# start of SOURCE

Research Article

Effect of Extension-Farmers Contact on Farmers’ Knowledge of Different Pest Management Practices in the Rain-Fed Districts of Khyber Pakhtunkhwa, Pakistan

Ayat Ullah* and Ayesha Khan

Department of Agricultural Extension Education and Communication, The University of Agriculture, Peshawar, Khyber Pakhtunkhwa, Pakistan.

Received | December 20, 2018; Accepted | March 15, 2019; Published | May 14, 2019

*Correspondence | Ayat Ullah, Department of Agricultural Extension Education and Communication, The University of Agriculture, Peshawar, Khyber Pakhtunkhwa, Pakistan; Email: ayatullah238@gmail.com

Citation | Ullah, A. and A. Khan. 2019. Effect of extension-farmers contact on farmers’ knowledge of different pest management practices in the rain-fed districts of Khyber Pakhtunkhwa, Pakistan. Sarhad Journal of Agriculture, 35(2): 602-609.

# end of SOURCE

* [REQUIRED ACTIONS]:
• a. According to the article header on pest management, on what date was the paper accepted?
• b. Continue the article header on pest management from its last line.
None of the data is needed here.

# start of RECORDED INFORMATION

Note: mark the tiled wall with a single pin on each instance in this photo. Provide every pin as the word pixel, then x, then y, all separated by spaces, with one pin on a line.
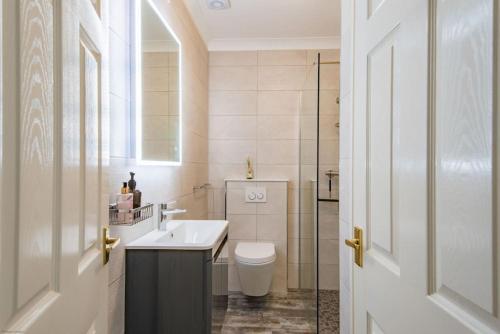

# end of RECORDED INFORMATION

* [OUTPUTS]:
• a. March 15, 2019.

• b.
DOI | http://dx.doi.org/10.17582/journal.sja/2019/35.2.602.609

Keywords | Farmers’ knowledge, Rain-fed agriculture, Khyber Pakhtunkhwa, Kruskal–Wallis H test, Extension-farmers’ contacts

Introduction

Agriculture sector plays a vital role in Pakistan’s economy, which depend deeply on its major crops (Rehman et al., 2015). It contributes 18.9 percent to the country’s GDP and absorbs 42.3% of the labour force while also providing the raw material for a number of value-added industries (GoP, 2017-18). Despite an agricultural country, there is a huge gap between actual and acquired crop production in Pakistan, mostly because of farmers’ poor adoption of improved technology, improper use of inputs at an unsuitable time and inadequate extension services on insect pest control (Rehman et al., 2015). The pest attack on crops is one of the major reasons for low crop production in Pakistan (Nabeel et al., 2018).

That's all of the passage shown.